- **THE REQUEST**:
Which lines below contain the string "fender"? Pull out each of them in full.

- **MATERIAL SHOWN**:
━━━━━━━━━━
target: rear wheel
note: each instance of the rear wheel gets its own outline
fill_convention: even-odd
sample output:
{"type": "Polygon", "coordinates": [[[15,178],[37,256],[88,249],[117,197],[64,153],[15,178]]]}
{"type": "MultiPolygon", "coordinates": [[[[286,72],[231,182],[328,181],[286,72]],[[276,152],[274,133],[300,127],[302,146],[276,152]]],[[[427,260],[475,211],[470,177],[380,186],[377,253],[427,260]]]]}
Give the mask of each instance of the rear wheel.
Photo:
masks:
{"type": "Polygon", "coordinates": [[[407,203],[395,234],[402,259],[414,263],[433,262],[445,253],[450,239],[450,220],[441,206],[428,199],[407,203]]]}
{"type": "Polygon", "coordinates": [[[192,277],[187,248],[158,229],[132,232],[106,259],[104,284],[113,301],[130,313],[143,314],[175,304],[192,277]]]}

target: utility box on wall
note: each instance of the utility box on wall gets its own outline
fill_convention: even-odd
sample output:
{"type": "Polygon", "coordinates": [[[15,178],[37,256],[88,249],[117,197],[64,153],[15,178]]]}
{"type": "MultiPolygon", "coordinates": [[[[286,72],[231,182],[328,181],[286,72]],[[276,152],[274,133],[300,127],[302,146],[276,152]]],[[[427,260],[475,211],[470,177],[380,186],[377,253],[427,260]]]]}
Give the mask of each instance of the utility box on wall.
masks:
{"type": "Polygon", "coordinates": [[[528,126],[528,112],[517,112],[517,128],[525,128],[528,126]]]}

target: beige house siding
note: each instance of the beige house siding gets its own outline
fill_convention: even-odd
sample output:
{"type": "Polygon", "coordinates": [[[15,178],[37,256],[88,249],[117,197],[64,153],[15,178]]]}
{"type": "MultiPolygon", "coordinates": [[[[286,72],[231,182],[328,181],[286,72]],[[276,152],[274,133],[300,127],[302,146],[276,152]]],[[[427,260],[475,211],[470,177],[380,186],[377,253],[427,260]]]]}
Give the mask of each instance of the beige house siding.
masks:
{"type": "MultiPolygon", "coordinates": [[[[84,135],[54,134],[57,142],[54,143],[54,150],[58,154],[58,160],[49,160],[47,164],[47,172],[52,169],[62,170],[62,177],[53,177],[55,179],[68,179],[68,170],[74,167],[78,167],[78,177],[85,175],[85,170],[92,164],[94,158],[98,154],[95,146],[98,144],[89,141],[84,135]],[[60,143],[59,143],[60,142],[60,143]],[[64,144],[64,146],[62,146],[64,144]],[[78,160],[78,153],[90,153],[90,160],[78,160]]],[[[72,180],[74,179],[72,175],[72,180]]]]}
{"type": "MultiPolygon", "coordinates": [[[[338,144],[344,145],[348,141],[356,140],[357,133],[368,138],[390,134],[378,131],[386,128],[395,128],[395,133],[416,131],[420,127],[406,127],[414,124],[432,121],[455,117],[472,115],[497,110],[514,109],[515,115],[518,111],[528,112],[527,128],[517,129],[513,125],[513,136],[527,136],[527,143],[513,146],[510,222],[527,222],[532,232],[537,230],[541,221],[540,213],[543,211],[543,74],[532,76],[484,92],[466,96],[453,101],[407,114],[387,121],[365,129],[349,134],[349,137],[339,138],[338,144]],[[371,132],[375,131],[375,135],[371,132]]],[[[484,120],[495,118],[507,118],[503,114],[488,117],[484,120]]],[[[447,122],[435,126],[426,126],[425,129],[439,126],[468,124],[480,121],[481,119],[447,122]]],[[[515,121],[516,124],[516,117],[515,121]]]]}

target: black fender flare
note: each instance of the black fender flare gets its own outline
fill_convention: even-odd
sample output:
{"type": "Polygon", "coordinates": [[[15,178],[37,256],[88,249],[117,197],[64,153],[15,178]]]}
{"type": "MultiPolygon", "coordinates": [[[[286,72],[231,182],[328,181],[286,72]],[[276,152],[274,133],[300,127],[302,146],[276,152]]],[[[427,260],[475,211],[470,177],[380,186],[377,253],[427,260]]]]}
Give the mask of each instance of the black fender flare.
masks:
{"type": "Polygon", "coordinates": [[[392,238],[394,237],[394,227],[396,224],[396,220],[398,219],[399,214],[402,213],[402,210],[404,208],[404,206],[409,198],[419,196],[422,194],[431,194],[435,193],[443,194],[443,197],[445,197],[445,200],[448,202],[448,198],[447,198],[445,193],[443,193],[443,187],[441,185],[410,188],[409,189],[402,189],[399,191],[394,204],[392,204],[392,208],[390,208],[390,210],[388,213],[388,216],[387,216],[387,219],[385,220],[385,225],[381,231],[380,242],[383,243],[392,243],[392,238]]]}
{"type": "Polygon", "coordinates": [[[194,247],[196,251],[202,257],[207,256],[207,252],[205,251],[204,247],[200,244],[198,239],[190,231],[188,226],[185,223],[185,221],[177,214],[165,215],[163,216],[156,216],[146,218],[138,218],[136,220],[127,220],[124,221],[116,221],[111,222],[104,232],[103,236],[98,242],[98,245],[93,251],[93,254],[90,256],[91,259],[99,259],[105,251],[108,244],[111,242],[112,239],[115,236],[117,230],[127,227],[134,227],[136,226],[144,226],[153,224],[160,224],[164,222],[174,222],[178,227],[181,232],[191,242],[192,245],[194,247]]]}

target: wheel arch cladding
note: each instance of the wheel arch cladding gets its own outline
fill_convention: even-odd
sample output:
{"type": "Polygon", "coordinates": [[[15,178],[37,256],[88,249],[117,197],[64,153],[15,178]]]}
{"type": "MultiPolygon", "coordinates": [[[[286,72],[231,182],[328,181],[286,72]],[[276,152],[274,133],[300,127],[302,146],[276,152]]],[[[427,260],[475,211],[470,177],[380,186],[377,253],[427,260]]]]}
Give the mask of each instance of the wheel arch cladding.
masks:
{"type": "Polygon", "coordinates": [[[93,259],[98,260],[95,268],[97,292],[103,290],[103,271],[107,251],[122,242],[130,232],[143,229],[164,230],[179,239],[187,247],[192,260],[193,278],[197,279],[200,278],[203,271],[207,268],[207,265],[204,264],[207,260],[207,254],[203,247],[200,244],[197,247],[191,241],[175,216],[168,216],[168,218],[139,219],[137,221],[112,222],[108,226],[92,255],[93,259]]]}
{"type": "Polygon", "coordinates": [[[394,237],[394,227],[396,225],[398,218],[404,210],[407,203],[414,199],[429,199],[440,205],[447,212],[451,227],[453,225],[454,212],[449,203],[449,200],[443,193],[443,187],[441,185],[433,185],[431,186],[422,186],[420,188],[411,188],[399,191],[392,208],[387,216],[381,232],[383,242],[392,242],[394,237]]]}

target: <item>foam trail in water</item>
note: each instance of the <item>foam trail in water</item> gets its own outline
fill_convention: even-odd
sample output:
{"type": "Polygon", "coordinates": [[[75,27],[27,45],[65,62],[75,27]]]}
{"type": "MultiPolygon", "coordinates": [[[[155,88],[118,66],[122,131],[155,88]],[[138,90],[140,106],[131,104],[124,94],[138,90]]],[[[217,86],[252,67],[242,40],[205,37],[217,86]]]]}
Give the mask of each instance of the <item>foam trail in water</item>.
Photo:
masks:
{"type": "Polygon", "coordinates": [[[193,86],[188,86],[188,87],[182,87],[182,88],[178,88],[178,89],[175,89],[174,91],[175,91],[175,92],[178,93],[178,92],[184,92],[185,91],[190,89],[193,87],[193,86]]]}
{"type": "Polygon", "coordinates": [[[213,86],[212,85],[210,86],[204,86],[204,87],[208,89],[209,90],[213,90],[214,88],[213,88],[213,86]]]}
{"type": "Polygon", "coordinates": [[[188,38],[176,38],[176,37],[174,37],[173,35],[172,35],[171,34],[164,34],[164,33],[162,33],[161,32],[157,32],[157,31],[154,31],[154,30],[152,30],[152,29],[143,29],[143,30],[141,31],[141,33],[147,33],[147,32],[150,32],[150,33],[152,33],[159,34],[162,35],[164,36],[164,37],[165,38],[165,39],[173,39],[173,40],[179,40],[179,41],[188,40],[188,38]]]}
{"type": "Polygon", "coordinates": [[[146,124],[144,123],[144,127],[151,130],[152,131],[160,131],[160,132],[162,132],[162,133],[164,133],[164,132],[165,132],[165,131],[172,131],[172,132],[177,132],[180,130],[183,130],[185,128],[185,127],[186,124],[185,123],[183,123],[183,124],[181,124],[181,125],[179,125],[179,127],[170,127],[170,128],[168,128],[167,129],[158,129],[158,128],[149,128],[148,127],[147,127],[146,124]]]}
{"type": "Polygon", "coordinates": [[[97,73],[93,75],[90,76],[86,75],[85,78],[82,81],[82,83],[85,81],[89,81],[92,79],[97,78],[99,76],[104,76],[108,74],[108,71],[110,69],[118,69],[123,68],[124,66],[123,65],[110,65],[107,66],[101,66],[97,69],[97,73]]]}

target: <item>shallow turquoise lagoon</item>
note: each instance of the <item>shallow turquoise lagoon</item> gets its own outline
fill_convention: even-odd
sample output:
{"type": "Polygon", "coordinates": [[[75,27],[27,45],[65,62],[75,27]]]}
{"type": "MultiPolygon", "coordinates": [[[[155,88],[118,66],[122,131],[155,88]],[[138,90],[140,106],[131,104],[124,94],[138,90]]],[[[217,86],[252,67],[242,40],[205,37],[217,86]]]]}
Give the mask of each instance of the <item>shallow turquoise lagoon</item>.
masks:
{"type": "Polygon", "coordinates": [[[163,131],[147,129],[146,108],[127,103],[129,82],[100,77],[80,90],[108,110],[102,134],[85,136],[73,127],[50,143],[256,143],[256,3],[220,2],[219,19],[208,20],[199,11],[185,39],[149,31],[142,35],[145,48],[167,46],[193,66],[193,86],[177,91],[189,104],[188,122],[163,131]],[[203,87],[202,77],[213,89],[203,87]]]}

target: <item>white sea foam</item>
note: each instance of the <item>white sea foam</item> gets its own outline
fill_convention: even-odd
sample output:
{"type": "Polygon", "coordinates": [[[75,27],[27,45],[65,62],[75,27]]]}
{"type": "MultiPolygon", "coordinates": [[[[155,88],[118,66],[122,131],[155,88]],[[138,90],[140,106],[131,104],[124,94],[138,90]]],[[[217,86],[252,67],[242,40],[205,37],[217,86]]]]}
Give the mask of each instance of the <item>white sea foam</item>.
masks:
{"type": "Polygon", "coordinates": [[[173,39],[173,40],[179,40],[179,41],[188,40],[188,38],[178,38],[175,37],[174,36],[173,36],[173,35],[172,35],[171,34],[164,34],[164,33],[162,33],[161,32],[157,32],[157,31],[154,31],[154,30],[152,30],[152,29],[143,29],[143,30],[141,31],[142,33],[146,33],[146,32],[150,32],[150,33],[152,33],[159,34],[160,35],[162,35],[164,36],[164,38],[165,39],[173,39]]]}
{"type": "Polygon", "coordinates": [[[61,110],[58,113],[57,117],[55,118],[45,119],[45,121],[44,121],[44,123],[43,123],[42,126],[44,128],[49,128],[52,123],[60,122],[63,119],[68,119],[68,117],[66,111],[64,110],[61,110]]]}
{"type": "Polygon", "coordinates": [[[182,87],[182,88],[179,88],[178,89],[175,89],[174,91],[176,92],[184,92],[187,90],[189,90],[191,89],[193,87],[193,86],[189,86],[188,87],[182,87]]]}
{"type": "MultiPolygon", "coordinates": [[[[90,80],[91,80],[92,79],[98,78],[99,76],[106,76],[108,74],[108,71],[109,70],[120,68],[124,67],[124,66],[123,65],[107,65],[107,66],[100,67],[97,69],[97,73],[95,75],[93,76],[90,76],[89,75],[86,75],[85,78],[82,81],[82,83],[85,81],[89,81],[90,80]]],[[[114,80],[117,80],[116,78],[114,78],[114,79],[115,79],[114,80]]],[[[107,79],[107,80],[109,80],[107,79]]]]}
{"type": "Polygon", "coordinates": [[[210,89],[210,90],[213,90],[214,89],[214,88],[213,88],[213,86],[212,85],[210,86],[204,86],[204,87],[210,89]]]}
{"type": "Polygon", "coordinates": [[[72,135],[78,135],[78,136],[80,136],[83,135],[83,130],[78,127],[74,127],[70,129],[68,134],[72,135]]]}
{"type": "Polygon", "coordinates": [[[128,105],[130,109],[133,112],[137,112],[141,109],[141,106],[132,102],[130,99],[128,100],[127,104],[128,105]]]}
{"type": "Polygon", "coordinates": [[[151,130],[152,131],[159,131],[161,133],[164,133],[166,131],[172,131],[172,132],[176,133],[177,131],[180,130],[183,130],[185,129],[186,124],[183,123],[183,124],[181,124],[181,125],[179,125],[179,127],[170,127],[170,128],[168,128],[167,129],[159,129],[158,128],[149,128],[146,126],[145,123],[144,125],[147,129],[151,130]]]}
━━━━━━━━━━
- **SOLUTION TO THIS TASK**:
target: black fender flare
note: each instance of the black fender flare gets its own outline
Give the mask of each instance of the black fender flare.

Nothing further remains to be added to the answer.